◆ TEXTO FORNECIDO:
=======

Em 13 de junho de 2013, o fotógrafo Sérgio Silva foi alvejado no olho por uma bala de borracha da Polícia Militar enquanto cobria um protesto no centro de São Paulo. Perdeu a visão na mesma hora. Em 29 de maio de 2021, em Recife, dois homens perderam a visão após serem atingidos por bala de borracha disparadas durante as manifestações contra o presidente Jair Bolsonaro.
Memória ocular: cenas de um estado que cega foi escrito em 2018 e, no seu lançamento, cinco anos depois do ocorrido, o pedido de indenização que Sérgio moveu na justiça foi negado em primeira e segunda instâncias. O jornalista cobria a manifestação em que se protestava pela redução das passagens de ônibus de R$ 3,20 para R$ 3 – hoje, em plena pandemia, centenas de milhares de trabalhadores se aglomeram no transporte público por R$ 4,40.
Por isso, e por tantas coisas – quilo de arroz a R$ 40, o de carne a R$ 70, cesta básica a R$ 654, butijão de gás a R$ 105 – que tornam a sobrevivência nesse país cada dia mais difícil, em 29 de maio, sábado passado, saímos às ruas. Em plena pandemia, com mais de 460 mil mortos por covid, ativistas, partidos, movimentos sociais e trabalhadores convocaram um grande ato nacional em mais de 200 cidades, manifestando sua indignação contra um governo que deliberadamente negou a compra de vacinas, um governo com um projeto genocida. Se um povo protesta e marcha no meio de uma pandemia, é porque seu governo é mais perigoso que o vírus.

=======

◆ AMOSTRA DE DADOS:
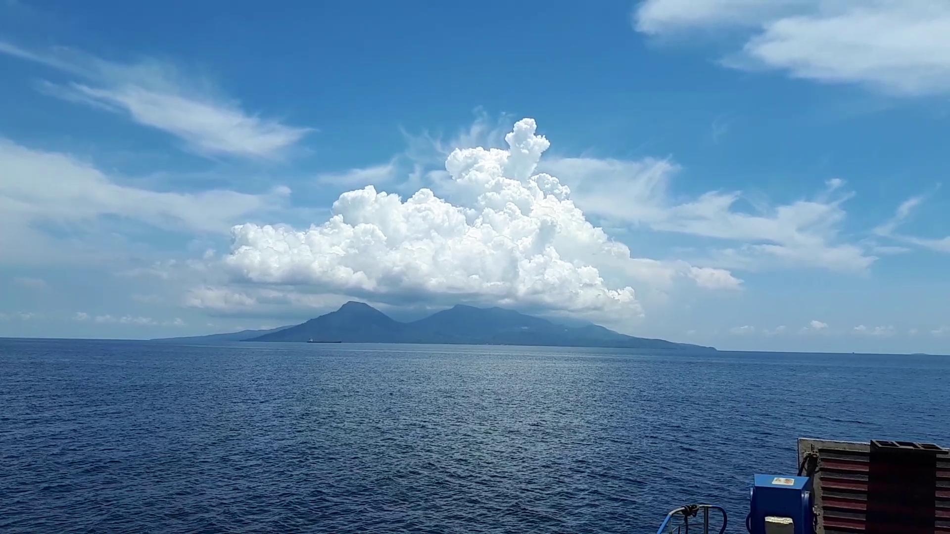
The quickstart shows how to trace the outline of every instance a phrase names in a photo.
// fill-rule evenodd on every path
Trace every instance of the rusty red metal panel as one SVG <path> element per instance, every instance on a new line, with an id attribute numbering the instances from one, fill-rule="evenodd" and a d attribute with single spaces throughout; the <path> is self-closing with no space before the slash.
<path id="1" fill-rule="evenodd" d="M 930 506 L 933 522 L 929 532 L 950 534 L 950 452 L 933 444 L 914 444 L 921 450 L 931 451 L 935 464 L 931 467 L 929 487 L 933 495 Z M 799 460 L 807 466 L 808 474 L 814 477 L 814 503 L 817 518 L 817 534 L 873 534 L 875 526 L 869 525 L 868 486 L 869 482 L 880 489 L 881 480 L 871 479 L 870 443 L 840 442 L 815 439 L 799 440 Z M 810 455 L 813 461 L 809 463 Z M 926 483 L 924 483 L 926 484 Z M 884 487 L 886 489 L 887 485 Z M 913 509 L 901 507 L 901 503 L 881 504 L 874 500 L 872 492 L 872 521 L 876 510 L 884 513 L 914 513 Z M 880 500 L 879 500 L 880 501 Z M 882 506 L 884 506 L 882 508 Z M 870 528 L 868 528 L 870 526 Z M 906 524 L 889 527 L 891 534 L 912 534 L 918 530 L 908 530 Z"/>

=======

◆ INSTRUÇÕES DA TAREFA: Prolongue o texto fornecido, sobre as balas de borracha da polícia e o ato de 29 de maio, escrevendo a continuação a partir da sua última frase.

◆ ÁREA DE RESPOSTA:
Só em São Paulo, mais de 50 mil pessoas se manifestaram, além do chamado à luta aderido por coletivos e organizações brasileiras em várias partes do mundo. Apesar das críticas sobre a “aglomeração” feita por alguns veículos de comunicação tradicionais – e do silêncio retumbante de outros –, o fato que não pôde ser silenciado foi a violência com que a Polícia Militar encerrou o ato absolutamente pacífico em Recife. Bombas, gás lacrimogênio e tiros de balas de borracha que atingiram o adesivador Daniel Campelo da Silva, que estava comprando material para o trabalho, e o arrumador Jonas Correia de França, foram mais um lembrete trágico de que o Estado está sempre pronto, atento e forte, para garantir a velha ordem burguesa (e fascista). E à força.
No lançamento de Memória ocular, Tadeu Breda, autor do livro e editor da Elefante, fez um paralelo com a escritora bielorrussa Svetlana Aleksiévitch, que diante dos relatos dos soviéticos afetados pelo acidente nuclear de Tchernóbil, questionou-se: “Sou testemunha do quê, do passado ou do futuro?”. Infelizmente, diante das bombas e projéteis da PM que seguem alcançando a vista de manifestantes, repetimos a mesma pergunta.